Danger Lurks in PDF Documents

At the 27th Chaos Communication Congress (27C3) in Berlin, security researcher Julia Wolf of US company FireEye pointed out numerous, previously hardly known, security problems in connection with Adobe’s PDF standard. For instance, a PDF can reportedly contain a database scanner that becomes active and scans a network when the document is printed on a network printer. Wolf said that the document format is also full of other surprises. For example, it is reportedly possible to write PDFs which display different content in different operating systems, browsers or PDF readers – or even depending on a computer’s language settings.

Many businesses and authorities use PDF as their standard file format for maintaining presentation consistency across heterogeneous computer environments. According to Wolf, however, the PDF standard has long had too many functions that can be exploited to launch attacks and wreak other havoc. These functions range from database connections without security features to options that can blindly trigger the execution of arbitrary programs in Acrobat Reader. The researcher said that other risks are generated through the support of inherently insecure script languages such as JavaScript, formats such as XML, RFID tags and digital rights management (DRM) technologies. According to Wolf, Adobe itself calls PDF a “container format” which may indeed hold a variety of things. For example, it is possible to integrate Flash files, which themselves offer many points of attack, as well as audio and video files.

Wolf said that there are generally many places for hiding arbitrary data and code in a PDF. The researcher explained that, for instance, all document and meta data can be read and edited via JavaScript. Even files compressed in formats such as ZIP, which allow further arbitrary objects to be embedded via comments, can reportedly be integrated. Wolf added that it is also possible to generate very small PDF files which only execute JavaScript, and that certain objects can be referenced multiple times to trigger different responses when opening a file.

In the researcher’s experience, the security debacle is made worse because most anti-virus programs are incapable of detecting malicious software in PDFs. When running tests with various known exploits, Wolf said that more than half of the 40 scanners she tested didn’t respond, even in cases where the corresponding advisories were several months old. When malicious code in JavaScript is compressed, the detection rate is apparently even lower.

Update – Adobe see the sandbox introduced with Reader X (Reader version 10.0) as the remedy for these problems, which allows code to be executed separately in ‘protected mode’.

Other security experts recommend using special tools to remove meta data from PDFs or check the file syntax for conformity issues beforehand.

● ● ●

__Problem to solve__.
According to the PDF security article, support for which things generates other risks? List all of them. Rely on the PDF security article alone.

● ● ●

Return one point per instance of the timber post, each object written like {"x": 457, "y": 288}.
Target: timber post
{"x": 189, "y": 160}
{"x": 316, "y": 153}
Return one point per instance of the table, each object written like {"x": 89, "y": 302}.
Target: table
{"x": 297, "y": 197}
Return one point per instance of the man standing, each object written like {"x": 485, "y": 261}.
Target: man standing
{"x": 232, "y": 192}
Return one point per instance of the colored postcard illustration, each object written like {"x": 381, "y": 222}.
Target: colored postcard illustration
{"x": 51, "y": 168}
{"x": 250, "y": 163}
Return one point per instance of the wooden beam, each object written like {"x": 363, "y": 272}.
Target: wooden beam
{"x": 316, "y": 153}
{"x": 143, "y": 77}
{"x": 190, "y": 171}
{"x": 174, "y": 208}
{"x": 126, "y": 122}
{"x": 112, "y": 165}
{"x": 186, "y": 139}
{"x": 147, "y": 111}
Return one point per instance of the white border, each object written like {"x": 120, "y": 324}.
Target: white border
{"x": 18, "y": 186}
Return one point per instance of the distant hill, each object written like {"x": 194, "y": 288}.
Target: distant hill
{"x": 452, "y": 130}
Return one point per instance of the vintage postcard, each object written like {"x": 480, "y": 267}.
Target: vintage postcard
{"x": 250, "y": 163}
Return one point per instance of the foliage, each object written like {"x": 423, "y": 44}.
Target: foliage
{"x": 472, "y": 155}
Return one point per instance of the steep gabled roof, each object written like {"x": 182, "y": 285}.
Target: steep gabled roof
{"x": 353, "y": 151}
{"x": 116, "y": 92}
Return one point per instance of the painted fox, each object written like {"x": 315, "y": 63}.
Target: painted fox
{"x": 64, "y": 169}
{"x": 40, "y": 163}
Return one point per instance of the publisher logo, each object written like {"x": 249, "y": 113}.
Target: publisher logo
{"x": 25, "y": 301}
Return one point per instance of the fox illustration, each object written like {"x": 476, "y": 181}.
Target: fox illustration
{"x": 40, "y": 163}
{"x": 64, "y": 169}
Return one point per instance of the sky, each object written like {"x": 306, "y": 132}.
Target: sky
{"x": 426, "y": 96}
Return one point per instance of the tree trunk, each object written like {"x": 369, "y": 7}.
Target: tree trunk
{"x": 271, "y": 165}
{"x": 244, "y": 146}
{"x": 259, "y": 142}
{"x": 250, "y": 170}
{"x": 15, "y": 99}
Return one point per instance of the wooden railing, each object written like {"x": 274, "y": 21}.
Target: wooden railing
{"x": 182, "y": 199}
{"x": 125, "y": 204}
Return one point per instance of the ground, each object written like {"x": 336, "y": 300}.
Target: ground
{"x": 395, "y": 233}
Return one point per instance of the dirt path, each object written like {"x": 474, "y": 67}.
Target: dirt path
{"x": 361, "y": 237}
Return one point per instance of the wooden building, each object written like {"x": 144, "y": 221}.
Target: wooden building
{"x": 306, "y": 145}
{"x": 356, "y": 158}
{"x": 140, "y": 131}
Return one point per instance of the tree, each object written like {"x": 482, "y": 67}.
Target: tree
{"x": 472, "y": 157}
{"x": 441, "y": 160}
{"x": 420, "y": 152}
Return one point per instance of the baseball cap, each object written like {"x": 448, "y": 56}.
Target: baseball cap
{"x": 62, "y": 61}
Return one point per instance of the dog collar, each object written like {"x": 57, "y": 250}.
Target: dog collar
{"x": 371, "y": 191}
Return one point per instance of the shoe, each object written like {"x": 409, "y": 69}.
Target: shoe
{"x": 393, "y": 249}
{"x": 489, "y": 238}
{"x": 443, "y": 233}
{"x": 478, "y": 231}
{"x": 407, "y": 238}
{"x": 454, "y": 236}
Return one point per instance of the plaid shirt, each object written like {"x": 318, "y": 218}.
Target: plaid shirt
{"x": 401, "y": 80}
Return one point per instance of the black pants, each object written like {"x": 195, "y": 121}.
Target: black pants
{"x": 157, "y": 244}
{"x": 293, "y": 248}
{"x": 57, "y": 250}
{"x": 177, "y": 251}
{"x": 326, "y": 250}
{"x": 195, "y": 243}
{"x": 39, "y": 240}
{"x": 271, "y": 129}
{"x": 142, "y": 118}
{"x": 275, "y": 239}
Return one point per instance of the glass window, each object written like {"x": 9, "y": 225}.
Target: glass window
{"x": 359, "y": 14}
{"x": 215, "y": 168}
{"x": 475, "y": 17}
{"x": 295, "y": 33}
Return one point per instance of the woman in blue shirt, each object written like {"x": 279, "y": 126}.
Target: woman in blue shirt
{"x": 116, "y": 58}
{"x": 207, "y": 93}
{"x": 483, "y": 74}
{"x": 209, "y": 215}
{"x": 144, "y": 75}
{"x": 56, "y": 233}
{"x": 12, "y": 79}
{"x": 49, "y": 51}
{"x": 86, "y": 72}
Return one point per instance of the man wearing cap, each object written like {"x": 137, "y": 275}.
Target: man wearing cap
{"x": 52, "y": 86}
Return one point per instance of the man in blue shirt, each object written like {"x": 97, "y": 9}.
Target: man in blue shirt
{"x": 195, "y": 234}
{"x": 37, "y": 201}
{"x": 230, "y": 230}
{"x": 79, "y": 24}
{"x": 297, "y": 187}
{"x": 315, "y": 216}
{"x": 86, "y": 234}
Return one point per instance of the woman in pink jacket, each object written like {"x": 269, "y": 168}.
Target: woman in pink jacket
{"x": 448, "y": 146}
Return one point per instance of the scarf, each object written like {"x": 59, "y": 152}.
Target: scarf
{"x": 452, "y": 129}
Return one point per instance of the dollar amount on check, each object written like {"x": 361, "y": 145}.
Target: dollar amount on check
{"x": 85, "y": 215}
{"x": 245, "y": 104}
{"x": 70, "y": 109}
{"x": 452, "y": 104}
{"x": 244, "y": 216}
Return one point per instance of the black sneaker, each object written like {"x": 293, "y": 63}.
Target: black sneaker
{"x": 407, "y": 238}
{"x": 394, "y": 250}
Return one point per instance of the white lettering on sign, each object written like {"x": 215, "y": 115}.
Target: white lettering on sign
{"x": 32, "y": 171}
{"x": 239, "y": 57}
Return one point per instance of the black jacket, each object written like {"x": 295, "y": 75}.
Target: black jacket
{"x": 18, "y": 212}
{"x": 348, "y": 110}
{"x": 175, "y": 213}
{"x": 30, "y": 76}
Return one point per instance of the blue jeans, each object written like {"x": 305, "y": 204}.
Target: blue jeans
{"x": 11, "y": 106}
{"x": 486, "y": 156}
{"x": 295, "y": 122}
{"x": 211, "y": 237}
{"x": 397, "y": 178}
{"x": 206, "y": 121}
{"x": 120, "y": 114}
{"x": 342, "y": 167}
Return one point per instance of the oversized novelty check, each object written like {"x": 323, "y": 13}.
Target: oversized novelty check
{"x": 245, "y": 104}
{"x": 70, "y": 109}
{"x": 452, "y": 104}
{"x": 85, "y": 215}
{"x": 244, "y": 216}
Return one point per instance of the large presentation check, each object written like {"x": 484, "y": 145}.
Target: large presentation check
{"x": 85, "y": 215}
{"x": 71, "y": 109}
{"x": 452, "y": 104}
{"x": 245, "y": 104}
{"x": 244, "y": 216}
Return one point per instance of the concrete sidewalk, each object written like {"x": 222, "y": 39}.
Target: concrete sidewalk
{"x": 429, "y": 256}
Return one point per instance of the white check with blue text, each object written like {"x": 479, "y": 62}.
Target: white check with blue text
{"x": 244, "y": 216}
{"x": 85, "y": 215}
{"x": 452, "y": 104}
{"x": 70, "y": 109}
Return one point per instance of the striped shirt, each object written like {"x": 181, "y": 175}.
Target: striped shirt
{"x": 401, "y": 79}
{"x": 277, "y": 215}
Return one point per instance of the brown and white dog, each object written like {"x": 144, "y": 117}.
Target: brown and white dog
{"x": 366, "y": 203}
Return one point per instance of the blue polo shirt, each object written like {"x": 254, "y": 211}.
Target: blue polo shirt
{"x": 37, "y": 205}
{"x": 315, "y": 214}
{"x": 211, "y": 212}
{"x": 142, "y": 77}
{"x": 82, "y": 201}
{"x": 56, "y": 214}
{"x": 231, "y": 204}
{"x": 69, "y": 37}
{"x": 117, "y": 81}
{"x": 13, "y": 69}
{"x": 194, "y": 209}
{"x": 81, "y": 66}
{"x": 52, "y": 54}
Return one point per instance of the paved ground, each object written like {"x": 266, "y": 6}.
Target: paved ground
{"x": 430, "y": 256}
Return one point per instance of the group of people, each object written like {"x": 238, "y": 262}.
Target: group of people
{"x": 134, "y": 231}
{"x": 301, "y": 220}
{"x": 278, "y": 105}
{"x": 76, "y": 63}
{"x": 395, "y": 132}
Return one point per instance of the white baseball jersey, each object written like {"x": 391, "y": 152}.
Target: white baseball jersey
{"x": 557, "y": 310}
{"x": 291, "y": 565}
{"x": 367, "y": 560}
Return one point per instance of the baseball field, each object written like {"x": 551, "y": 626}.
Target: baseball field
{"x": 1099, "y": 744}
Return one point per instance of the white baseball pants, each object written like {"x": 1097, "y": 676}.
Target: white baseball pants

● ● ●

__Reply to the task__.
- Inherently insecure script languages such as JavaScript
- Formats such as XML
- RFID tags
- Digital rights management (DRM) technologies